=== What you are asked to do ===
Reproduce word for word the stretch of the material from the line containing "TARGET = white ballot box" through the end of the material.

=== Input ===

= = = = =

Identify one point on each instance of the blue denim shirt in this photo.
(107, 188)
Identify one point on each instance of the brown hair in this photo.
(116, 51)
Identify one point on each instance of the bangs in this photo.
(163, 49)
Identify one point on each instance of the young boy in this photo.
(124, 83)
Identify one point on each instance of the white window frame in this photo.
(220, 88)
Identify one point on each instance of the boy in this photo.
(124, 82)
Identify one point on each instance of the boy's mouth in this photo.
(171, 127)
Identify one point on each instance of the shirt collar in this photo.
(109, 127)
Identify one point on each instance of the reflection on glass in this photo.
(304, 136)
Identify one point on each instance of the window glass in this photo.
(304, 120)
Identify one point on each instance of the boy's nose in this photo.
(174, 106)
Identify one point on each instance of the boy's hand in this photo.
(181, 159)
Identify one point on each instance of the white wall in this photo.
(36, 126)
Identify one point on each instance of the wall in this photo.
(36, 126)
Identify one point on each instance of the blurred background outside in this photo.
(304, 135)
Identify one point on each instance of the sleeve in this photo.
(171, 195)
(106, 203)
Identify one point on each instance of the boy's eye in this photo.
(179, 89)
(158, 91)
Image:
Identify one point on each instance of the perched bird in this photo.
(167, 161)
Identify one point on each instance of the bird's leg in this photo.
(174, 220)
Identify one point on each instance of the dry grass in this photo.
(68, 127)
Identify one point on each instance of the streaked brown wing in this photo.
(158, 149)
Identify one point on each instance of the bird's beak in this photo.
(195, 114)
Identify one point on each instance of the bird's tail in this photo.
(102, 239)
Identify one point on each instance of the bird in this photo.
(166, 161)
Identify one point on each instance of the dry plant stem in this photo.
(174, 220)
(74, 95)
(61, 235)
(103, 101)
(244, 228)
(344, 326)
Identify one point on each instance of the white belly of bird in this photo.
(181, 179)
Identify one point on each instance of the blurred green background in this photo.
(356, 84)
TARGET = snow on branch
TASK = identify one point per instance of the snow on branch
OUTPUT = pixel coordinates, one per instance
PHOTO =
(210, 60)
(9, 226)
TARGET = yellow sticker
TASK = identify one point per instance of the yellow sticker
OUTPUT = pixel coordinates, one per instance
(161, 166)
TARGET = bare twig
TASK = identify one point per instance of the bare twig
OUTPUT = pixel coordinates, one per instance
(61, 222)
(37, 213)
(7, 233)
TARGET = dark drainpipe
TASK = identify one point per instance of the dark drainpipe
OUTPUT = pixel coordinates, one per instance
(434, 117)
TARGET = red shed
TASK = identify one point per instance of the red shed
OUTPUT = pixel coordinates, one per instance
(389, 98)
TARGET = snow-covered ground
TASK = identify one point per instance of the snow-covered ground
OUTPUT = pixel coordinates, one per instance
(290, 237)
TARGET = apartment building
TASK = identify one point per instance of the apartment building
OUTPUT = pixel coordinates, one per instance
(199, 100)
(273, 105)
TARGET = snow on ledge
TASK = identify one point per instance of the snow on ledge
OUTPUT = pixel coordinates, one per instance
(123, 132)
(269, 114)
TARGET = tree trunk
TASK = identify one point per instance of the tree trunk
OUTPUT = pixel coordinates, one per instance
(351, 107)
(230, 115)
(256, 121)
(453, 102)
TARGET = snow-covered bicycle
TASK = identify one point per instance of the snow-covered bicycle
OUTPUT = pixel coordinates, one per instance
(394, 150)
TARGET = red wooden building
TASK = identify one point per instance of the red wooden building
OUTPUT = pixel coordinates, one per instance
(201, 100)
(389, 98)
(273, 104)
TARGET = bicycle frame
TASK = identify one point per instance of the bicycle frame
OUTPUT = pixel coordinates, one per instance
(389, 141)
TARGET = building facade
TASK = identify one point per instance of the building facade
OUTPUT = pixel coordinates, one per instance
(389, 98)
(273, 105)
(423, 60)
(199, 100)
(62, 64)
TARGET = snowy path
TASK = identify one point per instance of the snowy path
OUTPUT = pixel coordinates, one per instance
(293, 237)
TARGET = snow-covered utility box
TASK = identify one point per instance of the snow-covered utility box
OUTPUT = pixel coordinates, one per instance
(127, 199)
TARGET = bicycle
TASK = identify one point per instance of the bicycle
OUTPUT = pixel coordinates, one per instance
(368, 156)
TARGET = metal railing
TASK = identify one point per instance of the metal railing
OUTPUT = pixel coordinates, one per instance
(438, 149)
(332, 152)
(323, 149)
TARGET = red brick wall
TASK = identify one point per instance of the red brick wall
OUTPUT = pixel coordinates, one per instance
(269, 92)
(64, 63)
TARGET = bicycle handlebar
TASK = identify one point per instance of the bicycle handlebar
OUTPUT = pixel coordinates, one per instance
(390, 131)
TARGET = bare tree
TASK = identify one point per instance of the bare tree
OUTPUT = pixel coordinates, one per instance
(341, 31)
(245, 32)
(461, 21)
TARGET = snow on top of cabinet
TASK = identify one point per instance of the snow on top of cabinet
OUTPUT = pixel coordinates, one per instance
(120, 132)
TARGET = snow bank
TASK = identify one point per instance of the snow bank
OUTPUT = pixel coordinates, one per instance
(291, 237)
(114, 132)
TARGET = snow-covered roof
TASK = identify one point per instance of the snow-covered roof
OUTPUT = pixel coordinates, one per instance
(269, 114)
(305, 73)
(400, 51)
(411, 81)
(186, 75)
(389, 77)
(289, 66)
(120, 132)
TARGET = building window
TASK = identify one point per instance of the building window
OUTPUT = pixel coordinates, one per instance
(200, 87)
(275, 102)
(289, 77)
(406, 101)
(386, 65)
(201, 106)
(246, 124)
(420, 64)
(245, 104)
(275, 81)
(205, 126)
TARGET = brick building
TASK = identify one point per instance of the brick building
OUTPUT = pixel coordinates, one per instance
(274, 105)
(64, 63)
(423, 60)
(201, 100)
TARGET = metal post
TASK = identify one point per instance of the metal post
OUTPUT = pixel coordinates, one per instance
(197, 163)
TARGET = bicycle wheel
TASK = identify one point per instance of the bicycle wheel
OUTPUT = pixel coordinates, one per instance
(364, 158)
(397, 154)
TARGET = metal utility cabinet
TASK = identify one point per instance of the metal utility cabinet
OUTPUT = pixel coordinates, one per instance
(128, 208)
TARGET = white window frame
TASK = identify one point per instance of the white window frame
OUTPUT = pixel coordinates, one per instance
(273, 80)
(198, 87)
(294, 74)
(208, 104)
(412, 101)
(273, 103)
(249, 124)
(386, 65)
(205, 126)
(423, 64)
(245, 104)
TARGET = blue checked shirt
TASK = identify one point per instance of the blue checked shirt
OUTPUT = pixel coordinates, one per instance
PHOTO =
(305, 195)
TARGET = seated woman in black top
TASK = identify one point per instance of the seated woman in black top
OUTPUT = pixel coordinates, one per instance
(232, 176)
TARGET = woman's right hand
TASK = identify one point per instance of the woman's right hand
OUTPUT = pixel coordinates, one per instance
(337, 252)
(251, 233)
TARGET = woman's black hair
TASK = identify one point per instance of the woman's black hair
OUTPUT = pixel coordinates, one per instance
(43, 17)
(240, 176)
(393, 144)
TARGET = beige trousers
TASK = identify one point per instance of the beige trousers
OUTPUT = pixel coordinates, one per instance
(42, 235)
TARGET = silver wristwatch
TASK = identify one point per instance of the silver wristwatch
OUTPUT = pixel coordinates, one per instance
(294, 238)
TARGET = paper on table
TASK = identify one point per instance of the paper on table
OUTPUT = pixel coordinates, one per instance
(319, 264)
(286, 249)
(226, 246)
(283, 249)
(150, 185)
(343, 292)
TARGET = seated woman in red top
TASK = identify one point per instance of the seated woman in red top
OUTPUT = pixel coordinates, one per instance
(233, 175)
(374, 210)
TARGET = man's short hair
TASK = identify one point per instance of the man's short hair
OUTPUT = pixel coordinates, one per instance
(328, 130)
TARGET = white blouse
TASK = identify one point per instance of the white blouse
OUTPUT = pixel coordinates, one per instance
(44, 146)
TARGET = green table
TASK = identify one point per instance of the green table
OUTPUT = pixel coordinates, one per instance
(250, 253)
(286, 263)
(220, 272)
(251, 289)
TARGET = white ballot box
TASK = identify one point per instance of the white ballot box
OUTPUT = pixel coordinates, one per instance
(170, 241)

= = = = =

=== Solution to this exercise ===
TARGET = white ballot box
TASK = identify one point per instance of the white ballot box
OUTPUT = pixel coordinates, one per instance
(170, 241)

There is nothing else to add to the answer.